_Parts of the exercise_:
[1] Answer these questions about the passage on EBS data migration, one per line:
(a) Where does the EBS Client forward an IO request?
(b) What does DMA let hardware do without CPU intervention?
(c) Which two kinds of IO request are named in the description of FIG. 1?
[2] Carry on the passage on EBS data migration, starting after its final sentence.

_Document extract_:
------------------------------------------------------------------------
EBS Client: an EBS access module deployed on an ECS node and responsible for forwarding an IO request to a backend EBS cluster.

Snapshot: data of a block device at a certain point of time.

IO Hang: an IO request cannot succeed in a retry process.

Snapshot rebase: snapshot data is used as the earliest data in a certain block device in time sequence.

DMA (Direct Memory Access): a memory access technology that allows hardware to directly access a memory without intervention of a CPU (Central Processing Unit). This technology is often used by hardware to accelerate an IO request.

In order to facilitate understanding and explanation of the technical solutions provided by the embodiments of the present disclosure, the background art of the embodiments of the present disclosure is described below.

The EBS service enables users to quickly expand or contract storage resources according to changes in business requirements without prior planning and purchasing a fixed number of storage devices. This imposes high requirements for the operation and maintenance capabilities of the cloud computing vendor. It is necessary to comprehensively consider storage capacity and performance, and evenly distribute storage resources used by users to a plurality of clusters in the same availability zone (AZ) to achieve full utilization of storage resources. In addition, with the evolution and iteration of technologies in the field of storage, storage media and servers with better performance and lower cost will gradually replace old servers. As a storage service provider, it is necessary to ensure the durability and reliability of user data, and avoid interference with the use by users and impact on user services as much as possible. EBS data migration is essential for meeting the above requirements. Through data migration, secondary scheduling can be performed on a block device that has been created to achieve a balance between capacity and performance of existing clusters. In view of the updating of servers, data migration can also be completed transparently without interrupting user services.

FIG. 1 illustrates a schematic diagram of a scenario of data migration. A virtual machine (VM) in an ECS cluster can access block devices in different clusters through an EBS client, that is, the VM can send an IO request to an EBS cluster through the EBS client. The IO request includes a read request, a write request, and the like. When data in a block device A in an EBS cluster A is migrated to a block device B in an EBS cluster B, different EBS clusters are accessed before and after the migration, but the data is consistent. At the same time, it is necessary to be as transparent to users as possible, and automatically complete switching of an access link.
------------------------------------------------------------------------
_Raw records_:
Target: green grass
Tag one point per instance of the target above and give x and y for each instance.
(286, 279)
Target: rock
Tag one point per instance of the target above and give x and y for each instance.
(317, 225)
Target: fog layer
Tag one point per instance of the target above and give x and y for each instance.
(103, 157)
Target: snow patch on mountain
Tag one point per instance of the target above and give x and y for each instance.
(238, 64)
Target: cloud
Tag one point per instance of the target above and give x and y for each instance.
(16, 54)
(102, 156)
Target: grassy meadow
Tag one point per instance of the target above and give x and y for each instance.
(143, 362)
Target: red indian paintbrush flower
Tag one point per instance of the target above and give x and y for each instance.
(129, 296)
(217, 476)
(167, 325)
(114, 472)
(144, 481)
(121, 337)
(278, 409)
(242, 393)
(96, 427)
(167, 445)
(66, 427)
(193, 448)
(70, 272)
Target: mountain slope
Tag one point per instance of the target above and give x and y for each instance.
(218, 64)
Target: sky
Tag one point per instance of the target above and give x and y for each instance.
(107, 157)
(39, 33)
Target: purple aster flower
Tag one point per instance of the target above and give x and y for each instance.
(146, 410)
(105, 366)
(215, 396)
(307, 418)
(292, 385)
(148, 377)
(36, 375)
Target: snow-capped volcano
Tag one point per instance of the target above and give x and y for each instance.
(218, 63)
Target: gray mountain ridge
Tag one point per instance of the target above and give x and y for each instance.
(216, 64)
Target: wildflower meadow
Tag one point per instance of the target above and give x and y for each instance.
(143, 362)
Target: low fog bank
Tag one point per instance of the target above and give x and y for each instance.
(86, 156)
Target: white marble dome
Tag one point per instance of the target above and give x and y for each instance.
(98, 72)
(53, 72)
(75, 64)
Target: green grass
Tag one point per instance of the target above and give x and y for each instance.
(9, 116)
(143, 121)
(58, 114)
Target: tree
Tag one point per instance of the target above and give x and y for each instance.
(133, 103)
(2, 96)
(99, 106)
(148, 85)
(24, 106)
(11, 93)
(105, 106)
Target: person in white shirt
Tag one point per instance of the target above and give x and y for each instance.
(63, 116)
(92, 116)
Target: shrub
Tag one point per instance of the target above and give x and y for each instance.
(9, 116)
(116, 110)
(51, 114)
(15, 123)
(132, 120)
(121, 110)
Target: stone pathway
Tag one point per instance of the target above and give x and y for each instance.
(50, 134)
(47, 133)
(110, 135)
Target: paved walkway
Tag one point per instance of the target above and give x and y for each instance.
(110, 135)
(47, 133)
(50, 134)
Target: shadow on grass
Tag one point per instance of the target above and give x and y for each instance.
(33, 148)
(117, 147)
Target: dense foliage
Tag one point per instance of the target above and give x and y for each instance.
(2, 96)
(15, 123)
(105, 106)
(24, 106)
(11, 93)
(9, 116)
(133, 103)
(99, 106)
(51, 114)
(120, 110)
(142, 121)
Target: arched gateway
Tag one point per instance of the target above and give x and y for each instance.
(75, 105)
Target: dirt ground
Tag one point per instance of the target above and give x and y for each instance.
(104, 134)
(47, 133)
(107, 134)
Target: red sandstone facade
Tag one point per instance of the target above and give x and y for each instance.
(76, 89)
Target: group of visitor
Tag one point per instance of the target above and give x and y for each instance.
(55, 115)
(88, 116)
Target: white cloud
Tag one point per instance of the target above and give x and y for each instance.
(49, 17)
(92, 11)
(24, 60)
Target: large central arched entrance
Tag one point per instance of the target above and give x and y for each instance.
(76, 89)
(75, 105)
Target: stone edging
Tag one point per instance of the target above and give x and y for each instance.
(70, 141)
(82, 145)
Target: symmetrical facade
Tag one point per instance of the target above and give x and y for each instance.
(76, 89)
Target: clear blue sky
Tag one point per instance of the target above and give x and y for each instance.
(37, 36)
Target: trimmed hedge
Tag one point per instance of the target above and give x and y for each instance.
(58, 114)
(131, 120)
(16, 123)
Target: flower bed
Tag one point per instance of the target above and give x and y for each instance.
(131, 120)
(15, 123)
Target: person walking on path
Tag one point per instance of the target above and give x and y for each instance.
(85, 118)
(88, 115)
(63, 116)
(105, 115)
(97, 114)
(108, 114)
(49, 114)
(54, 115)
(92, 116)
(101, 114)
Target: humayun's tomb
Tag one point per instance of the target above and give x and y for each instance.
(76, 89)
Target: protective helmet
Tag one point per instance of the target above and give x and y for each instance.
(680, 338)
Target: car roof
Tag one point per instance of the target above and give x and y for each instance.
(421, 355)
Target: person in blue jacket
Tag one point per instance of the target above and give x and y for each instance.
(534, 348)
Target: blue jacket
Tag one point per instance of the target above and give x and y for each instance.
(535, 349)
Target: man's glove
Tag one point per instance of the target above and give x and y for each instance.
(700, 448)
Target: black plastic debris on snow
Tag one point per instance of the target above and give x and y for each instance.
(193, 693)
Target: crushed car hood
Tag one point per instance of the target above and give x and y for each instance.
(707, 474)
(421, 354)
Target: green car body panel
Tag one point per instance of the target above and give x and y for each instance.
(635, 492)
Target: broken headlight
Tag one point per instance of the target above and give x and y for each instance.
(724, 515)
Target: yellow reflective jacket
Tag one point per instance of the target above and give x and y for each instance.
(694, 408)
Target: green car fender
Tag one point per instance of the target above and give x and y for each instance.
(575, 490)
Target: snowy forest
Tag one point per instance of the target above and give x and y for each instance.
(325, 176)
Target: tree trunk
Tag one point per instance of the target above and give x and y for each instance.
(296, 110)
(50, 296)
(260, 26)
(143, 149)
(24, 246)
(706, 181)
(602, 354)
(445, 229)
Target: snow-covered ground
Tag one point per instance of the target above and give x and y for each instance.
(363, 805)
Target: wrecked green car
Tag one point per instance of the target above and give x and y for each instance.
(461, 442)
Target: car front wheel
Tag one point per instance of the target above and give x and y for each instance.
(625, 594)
------------------------------------------------------------------------
_Response list_:
[1]
(a) To a backend EBS cluster.
(b) Directly access a memory.
(c) A read request and a write request.

[2]
FIG. 2 illustrates a schematic diagram of a method for data migration in the prior art. In the prior art, data migration is implemented by setting a data migration Agent module to continuously compare data between block devices in two EBS clusters and perform data synchronization. Specifically, a process of implementing data migration includes: comparing, by the Agent module, a data difference, reading differential data in the block device A and writing the differential data into a block device B, and continuously performing data synchronization; notifying, by the Agent module, the EBS client to pause writing and hanging a newly received IO request when the Agent module finds that the data difference is small enough; performing data synchronization for the last time to reach a synchronous state of data consistency; notifying, by the Agent module, the EBS client to switch an access link to the block device B, and simultaneously resuming foreground writing and re-issuing the previously hanged IO request to the block device B.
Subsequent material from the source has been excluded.